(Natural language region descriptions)
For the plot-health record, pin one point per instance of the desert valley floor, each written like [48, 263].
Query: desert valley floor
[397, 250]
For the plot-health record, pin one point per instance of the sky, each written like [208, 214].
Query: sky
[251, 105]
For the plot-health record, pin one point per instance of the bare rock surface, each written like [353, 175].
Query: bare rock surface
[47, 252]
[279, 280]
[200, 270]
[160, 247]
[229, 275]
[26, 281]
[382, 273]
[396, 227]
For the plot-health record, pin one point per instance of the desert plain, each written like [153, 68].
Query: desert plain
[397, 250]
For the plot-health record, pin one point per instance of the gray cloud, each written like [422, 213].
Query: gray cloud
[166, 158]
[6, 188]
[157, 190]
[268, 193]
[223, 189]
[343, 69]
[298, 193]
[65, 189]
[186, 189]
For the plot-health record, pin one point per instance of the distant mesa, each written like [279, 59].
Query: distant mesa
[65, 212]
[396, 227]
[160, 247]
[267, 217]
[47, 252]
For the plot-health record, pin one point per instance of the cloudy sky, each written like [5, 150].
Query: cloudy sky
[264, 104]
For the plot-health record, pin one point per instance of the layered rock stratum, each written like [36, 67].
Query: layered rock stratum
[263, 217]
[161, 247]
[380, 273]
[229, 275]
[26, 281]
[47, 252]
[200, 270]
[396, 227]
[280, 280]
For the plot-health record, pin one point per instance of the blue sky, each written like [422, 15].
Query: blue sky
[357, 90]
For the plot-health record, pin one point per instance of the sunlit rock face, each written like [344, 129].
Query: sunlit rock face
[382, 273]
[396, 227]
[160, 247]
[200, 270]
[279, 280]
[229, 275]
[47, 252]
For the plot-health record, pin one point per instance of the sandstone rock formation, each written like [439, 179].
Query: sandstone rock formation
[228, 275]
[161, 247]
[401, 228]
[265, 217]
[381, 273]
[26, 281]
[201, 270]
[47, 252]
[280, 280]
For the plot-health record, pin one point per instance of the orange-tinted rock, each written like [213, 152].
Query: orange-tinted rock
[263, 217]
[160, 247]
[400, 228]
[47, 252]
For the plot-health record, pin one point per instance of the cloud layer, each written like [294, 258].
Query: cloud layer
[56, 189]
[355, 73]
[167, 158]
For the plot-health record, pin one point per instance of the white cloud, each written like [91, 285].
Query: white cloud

Task goal: Find every line above that contains the word "white", and return each one.

Exercise output:
For the plot-health record, pin one point per instance of the white cloud, each written like [91, 285].
Query: white cloud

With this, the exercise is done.